--- Task ---
Only the lines from the one with "Where can you find the man's bare" through the final line below belong in the answer, copied exactly and without pictures.

Natural language region descriptions
==*==

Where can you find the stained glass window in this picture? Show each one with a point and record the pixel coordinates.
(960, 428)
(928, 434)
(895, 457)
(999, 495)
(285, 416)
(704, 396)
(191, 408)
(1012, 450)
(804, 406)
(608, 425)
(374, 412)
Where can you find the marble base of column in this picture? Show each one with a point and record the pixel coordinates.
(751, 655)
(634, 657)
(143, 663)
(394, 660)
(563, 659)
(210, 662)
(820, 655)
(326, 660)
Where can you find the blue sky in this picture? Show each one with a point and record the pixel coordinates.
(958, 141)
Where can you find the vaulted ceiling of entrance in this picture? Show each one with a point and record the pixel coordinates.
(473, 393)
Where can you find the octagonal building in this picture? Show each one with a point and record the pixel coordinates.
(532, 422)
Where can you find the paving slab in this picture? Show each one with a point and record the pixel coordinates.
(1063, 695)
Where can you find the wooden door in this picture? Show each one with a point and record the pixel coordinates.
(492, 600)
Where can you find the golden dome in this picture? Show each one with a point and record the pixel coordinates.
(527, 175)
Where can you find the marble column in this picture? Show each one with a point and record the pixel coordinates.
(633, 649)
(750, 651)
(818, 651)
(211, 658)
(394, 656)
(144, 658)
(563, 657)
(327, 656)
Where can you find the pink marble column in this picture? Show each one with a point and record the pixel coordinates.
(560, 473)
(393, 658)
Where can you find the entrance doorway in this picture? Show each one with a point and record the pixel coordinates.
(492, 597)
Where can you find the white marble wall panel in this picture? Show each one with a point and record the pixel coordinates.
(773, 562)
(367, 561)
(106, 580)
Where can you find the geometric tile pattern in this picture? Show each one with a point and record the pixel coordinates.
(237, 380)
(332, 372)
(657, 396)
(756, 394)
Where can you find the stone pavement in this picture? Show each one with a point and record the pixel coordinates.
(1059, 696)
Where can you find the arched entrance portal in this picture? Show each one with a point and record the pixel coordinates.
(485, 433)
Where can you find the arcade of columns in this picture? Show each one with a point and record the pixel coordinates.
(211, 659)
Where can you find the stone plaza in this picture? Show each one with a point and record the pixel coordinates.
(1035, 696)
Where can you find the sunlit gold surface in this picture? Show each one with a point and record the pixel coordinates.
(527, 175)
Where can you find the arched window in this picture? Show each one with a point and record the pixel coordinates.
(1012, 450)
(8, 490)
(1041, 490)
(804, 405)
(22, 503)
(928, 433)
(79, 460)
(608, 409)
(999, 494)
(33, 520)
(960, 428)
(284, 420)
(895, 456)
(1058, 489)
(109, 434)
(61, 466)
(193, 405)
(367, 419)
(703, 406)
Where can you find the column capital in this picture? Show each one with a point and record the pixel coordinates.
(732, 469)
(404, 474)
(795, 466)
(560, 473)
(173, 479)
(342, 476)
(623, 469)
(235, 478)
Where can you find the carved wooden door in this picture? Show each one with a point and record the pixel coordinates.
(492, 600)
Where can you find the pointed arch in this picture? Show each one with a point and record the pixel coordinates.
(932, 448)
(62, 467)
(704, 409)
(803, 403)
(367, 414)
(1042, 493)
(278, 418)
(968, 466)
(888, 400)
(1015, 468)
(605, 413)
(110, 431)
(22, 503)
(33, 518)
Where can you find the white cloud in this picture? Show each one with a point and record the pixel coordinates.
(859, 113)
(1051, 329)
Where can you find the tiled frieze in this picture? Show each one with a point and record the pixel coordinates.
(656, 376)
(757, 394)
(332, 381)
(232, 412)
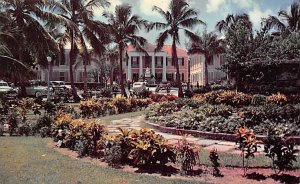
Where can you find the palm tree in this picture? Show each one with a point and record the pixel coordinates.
(179, 16)
(123, 28)
(209, 45)
(33, 42)
(231, 21)
(8, 40)
(290, 21)
(80, 29)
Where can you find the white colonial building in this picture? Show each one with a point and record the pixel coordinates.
(214, 66)
(159, 63)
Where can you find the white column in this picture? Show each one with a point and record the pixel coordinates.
(203, 70)
(164, 69)
(129, 77)
(140, 66)
(153, 65)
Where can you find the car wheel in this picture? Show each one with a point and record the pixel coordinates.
(38, 94)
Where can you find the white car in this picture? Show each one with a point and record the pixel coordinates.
(6, 91)
(36, 89)
(138, 87)
(61, 84)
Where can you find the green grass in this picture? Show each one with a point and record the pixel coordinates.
(30, 160)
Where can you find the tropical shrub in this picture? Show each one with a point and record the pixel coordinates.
(281, 152)
(247, 144)
(150, 148)
(88, 108)
(214, 159)
(162, 98)
(113, 154)
(107, 93)
(43, 126)
(279, 99)
(122, 104)
(188, 154)
(258, 99)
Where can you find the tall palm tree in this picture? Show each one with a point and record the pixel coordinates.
(290, 21)
(179, 17)
(29, 17)
(209, 45)
(231, 21)
(80, 29)
(123, 27)
(8, 41)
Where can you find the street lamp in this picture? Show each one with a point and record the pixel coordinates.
(48, 82)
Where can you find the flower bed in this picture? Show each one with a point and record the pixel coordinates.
(210, 114)
(94, 108)
(146, 149)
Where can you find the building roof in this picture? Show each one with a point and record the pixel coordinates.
(167, 48)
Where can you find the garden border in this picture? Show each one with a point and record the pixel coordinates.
(211, 135)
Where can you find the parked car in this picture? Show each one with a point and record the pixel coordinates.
(7, 92)
(37, 88)
(163, 86)
(138, 87)
(60, 84)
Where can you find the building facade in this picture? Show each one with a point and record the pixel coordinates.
(159, 63)
(59, 69)
(135, 64)
(198, 71)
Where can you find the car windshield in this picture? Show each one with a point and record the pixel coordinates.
(58, 83)
(3, 84)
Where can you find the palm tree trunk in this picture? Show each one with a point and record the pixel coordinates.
(72, 55)
(206, 71)
(175, 61)
(121, 71)
(85, 75)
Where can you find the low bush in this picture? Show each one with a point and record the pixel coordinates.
(279, 99)
(92, 108)
(188, 154)
(162, 98)
(281, 152)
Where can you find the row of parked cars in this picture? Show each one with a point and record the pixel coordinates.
(33, 89)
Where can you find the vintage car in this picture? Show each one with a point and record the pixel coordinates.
(37, 89)
(163, 86)
(138, 87)
(7, 92)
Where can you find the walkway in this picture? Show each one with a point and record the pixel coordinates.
(140, 122)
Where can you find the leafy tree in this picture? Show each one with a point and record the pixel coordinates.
(209, 45)
(237, 43)
(81, 28)
(123, 28)
(288, 21)
(179, 17)
(31, 43)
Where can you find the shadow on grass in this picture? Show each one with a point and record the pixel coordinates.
(256, 176)
(286, 178)
(167, 170)
(158, 169)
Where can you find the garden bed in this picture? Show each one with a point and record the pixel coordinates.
(218, 114)
(211, 135)
(201, 174)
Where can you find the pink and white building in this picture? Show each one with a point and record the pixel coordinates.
(159, 63)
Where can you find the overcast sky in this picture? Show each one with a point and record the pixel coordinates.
(210, 11)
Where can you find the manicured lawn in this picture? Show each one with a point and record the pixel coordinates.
(30, 160)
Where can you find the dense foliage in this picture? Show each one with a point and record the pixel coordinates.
(224, 111)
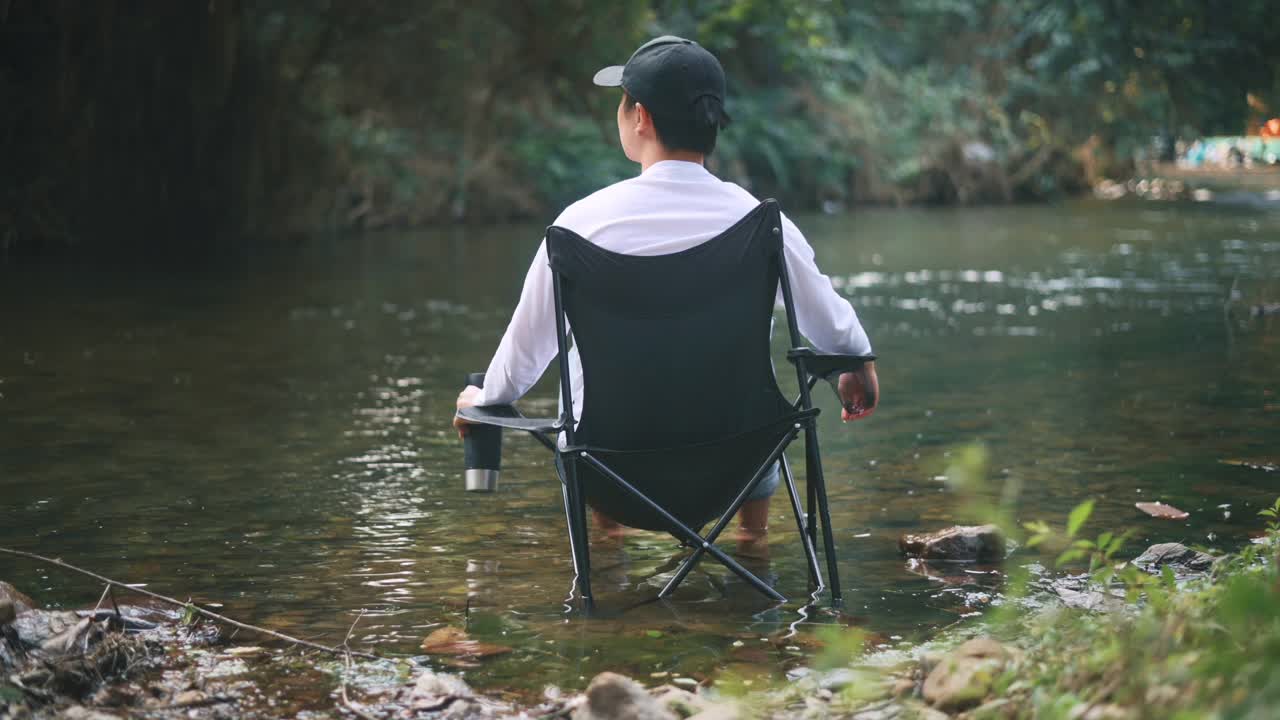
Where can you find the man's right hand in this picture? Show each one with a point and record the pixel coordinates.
(859, 392)
(466, 399)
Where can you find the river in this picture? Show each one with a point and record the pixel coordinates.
(272, 432)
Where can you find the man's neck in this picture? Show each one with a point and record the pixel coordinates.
(659, 154)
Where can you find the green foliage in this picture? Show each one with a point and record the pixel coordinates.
(1208, 647)
(370, 114)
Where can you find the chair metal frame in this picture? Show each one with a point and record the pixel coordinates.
(809, 365)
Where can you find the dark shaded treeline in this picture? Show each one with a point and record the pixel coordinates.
(146, 121)
(167, 126)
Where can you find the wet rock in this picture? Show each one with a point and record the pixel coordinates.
(721, 711)
(188, 697)
(78, 712)
(444, 693)
(964, 677)
(1182, 559)
(997, 709)
(19, 601)
(682, 703)
(903, 687)
(617, 697)
(886, 710)
(39, 627)
(1100, 712)
(839, 679)
(959, 543)
(1082, 593)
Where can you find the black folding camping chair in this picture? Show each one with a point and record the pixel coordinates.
(682, 417)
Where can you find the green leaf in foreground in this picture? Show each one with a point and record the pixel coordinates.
(1078, 516)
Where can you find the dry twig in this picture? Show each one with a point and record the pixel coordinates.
(210, 614)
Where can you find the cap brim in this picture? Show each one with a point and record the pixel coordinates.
(609, 77)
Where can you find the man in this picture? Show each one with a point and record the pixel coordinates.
(671, 110)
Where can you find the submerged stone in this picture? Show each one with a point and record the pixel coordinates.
(1182, 559)
(960, 543)
(617, 697)
(964, 677)
(39, 627)
(21, 602)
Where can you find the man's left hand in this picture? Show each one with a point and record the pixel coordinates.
(859, 392)
(466, 399)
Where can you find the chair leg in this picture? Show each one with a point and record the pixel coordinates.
(812, 492)
(796, 509)
(818, 491)
(577, 531)
(703, 545)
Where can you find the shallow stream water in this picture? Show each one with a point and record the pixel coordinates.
(273, 432)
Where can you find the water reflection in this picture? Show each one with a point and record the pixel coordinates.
(275, 434)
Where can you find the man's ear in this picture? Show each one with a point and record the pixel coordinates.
(644, 121)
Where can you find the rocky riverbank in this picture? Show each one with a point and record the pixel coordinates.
(147, 661)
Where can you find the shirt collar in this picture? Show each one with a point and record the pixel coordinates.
(680, 169)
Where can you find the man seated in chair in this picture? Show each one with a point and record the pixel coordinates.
(671, 112)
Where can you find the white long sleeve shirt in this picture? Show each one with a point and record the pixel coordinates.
(671, 206)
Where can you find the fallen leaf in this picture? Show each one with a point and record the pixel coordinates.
(452, 641)
(1161, 510)
(1265, 465)
(242, 651)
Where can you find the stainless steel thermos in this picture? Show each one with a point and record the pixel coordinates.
(483, 451)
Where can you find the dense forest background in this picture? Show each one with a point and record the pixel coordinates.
(177, 124)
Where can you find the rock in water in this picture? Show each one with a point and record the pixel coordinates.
(21, 602)
(617, 697)
(964, 677)
(435, 689)
(1182, 559)
(40, 627)
(961, 543)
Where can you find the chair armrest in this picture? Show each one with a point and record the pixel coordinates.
(821, 365)
(507, 417)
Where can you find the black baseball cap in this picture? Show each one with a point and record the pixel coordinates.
(671, 77)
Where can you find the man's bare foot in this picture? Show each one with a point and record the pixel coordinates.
(753, 542)
(608, 525)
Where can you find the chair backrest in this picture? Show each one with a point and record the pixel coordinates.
(675, 349)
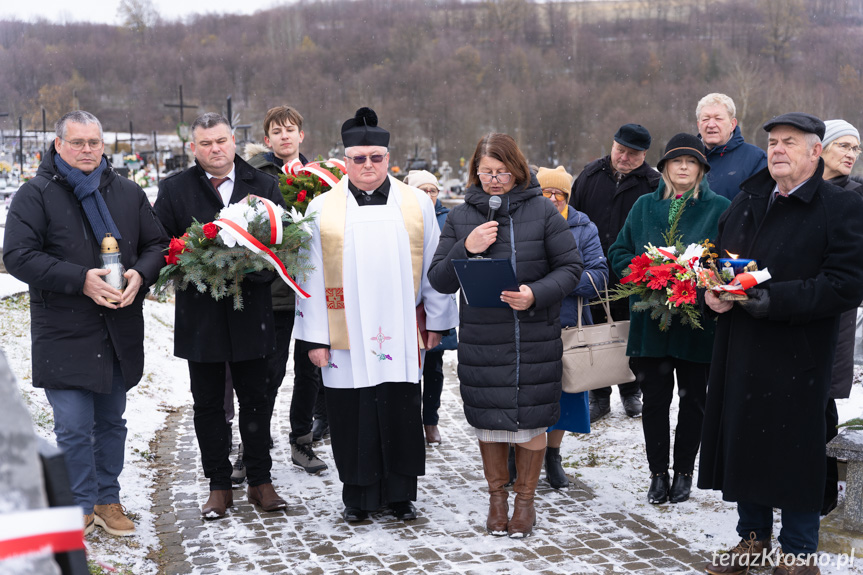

==*==

--- Result ---
Where can you find the man's bare foot in this picture? Show each one with a point and record the pixel coordinates.
(753, 542)
(608, 525)
Where can you find the chair backrest in this picture? Show each one with a point and record the pixel coordinates.
(675, 349)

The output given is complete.